● **Page text**:
= = = = = = =

Universities as Modern Agraharas

0
694
Photo: Amarjeet Singh
Photo: Amarjeet Singh

Power cannot be reduced to just the exercise of political authority but is also reflective of social sanctions and sanctities. The manufacturing of knowledge exists within a certain discursive framework, which by its very nature creates an ‘other’. The educational space is not beyond the social and political space. And so our teaching community, too, does not exist in a vacuum.

One needs to only interact with students from SC/ST/OBC communities who are at the receiving end of the injustices meted out by the casteist mindset. The nature of the classroom is exclusive, partisan and humiliating, thereby creating a stigmatising space. No wonder, in many institutions of ‘higher learning’ in India, students are forced to kill themselves, to escape the dishonour that they experience in the classroom.

In order to probe such incidents in universities, the UGC issued a ‘government order’ on 19 July 2011, requesting institutional authorities to be more sensitive to issues of exclusion and discrimination faced by the students. In 2006, the government appointed a committee under the then UGC chairman Sukhdeo Thorat to investigate similar incidents. The Thorat Committee’s report has been conveniently ignored so far.

In the period 2007-11, around 20 Dalit students committed suicide due to discrimination in premier institutions such as the IITs, AIIMS  IISC and other medical and engineering colleges. In University of Hyderabad (UOH), 11 Dalit students committed suicide in just eight years, with Rohith Vemula being the latest.

On 6 February 2013, student residents of the Bhimrao Ambedkar Welfare Hostel in Patna University experienced the violent fury unleashed by the caste ridden society. Why were the desperate pleas for assistance by Mudassir Kamran, a Kashmiri research scholar at the English and Foreign Languages University (EFLU) in Hyderabad, deliberately ignored by the university authorities?

= = = = = = =

Stored data entries:
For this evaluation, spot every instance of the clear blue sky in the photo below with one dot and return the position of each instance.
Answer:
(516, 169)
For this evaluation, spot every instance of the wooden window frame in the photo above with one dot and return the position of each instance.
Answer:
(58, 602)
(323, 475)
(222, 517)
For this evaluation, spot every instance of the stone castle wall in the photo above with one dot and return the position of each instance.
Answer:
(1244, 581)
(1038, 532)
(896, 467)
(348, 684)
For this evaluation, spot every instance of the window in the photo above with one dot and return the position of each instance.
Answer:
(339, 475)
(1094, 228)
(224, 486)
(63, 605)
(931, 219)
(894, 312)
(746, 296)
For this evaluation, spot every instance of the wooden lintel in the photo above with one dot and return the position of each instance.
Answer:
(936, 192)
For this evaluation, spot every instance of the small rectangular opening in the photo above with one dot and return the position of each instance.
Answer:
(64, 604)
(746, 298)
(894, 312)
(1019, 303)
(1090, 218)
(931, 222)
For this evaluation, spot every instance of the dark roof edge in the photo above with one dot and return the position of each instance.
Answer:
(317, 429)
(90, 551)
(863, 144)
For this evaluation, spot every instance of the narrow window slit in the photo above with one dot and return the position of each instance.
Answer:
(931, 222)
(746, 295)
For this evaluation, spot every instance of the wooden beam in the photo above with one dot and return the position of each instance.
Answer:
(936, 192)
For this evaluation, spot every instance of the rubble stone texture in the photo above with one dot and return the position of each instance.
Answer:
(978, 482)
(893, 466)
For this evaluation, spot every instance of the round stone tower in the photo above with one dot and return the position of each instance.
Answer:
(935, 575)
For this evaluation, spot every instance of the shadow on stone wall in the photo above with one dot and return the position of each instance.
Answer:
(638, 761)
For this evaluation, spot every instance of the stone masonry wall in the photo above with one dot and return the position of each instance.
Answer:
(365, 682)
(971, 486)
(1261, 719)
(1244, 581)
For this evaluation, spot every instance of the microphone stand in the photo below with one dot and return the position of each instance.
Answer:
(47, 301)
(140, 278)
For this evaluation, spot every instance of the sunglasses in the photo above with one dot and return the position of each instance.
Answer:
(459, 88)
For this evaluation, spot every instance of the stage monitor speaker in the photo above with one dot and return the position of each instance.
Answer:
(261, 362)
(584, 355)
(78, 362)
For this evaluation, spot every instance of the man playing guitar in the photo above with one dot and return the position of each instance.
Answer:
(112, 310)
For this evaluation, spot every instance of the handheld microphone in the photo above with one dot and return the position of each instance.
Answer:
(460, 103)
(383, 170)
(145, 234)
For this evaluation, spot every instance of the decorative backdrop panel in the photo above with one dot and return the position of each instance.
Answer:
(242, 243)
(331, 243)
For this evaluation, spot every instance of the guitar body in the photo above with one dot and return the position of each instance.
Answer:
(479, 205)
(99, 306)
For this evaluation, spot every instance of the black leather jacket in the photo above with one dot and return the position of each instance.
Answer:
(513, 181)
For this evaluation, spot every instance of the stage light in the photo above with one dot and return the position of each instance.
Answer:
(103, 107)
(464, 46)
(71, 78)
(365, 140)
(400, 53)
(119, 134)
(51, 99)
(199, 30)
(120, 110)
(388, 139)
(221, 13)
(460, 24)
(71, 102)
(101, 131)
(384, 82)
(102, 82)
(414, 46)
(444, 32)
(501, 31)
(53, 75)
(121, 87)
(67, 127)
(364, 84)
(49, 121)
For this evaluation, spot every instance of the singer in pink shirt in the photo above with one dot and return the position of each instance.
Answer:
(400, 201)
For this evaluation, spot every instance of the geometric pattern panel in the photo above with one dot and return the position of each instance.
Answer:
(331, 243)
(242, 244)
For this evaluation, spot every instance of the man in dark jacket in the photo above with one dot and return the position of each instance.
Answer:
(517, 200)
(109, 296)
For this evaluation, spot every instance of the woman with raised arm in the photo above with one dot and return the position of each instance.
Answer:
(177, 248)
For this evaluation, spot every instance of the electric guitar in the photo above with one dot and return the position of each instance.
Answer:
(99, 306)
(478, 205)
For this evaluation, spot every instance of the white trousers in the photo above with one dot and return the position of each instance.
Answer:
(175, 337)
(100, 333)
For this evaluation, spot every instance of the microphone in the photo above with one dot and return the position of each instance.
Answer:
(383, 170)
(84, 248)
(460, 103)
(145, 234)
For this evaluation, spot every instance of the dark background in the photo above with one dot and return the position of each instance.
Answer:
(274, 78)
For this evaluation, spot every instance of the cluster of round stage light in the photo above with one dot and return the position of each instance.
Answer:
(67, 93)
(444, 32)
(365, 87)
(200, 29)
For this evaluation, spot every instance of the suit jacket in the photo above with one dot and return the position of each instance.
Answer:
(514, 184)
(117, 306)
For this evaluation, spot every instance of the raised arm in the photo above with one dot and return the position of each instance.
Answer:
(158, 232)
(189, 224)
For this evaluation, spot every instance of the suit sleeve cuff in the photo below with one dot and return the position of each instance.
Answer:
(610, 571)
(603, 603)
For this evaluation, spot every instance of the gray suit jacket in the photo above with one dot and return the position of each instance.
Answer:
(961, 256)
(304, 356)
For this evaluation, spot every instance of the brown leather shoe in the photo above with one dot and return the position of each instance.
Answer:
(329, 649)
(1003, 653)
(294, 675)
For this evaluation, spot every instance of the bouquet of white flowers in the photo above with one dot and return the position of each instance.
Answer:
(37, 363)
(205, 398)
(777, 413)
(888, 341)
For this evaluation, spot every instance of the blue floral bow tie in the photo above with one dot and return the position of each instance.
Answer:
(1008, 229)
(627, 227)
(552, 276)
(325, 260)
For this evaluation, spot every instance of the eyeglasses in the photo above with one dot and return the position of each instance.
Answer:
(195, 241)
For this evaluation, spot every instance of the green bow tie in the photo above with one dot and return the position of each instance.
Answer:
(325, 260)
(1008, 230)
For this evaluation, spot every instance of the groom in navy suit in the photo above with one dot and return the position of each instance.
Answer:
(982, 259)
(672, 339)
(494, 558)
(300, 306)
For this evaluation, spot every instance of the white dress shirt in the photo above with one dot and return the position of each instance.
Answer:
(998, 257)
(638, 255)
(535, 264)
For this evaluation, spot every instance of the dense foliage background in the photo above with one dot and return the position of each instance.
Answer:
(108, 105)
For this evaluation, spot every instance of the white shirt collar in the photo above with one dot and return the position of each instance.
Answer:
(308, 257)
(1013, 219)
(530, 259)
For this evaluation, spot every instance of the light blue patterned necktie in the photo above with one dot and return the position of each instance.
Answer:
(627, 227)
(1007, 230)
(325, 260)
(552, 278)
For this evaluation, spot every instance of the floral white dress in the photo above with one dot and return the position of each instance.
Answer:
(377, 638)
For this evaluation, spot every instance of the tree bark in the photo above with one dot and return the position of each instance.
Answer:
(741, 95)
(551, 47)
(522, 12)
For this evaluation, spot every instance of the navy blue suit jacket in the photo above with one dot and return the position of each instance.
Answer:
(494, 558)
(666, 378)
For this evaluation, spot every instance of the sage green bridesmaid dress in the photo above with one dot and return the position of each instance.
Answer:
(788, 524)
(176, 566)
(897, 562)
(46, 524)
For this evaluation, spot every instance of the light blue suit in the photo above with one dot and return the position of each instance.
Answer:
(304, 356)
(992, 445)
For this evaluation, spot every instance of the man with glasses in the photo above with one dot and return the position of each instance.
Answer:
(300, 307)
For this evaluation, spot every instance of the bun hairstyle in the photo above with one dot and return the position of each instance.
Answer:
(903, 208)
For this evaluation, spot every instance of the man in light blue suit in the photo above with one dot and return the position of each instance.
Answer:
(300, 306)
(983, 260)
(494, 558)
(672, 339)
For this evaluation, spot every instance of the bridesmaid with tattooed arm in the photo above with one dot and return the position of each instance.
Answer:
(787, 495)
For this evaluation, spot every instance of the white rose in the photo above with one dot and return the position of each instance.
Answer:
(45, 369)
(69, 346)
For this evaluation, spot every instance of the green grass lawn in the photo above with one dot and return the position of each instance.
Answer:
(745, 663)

= = = = = = =

● **Problems to work on**:
• A. In the article on universities as modern agraharas, on what date did the UGC issue its 'government order' about exclusion and discrimination faced by students?
• B. Continue the article on caste discrimination in Indian universities, beginning right after its final sentence.

● **Task results**:
• A. 19 July 2011

• B.
N Sukumar | Professor of Political Science, University of Delhi
N Sukumar | Professor of Political Science, University of Delhi

Similarly, in JNU, the technique of viva voce has been used to terrorise students from the SC/ST background who are consistently given low weightage. Such instances have resulted in dropouts, lack of opportunity, unemployment, humiliation and suicide of Dalit students. Though the reservation policy has been a landmark in providing the oppressed groups with accessibility to higher education, caste discrimination and exclusion is widespread both explicitly and implicitly, raising questions on the feasibility and desirability of existing policies in the midst of the prevalent hierarchical structure.

Hence, it is unanticipated that the print and electronic media is devoting space and time to Rohith’s tragic death. Is it because in his suicide note, Rohith is revealed as an intelligent, articulate person with a sense of lyricism in his writing rather than the average toiling Dalit in the field? Where were all the progressive liberal scholars and activists when 10 Dalit students were rusticated from UOH in 2002?

The university had then fought a legal battle to put hurdles in the way of these students’ careers. The chief warden who was instrumental in the 2002 rustication is now the vice-chancellor of UOH, a reward for displaying exemplary administrative efficiency. On the other hand, the students had to battle the denial of financial and emotional support, and to their credit, they completed their studies and are now gainfully employed.

Cut to 2015-16. This time it is the turn of five Dalit students who were rusticated for a scuffle on campus. No longer are the university authorities willing to handhold or mentor students. On any sign of dissidence, they are kicked out without any empathy.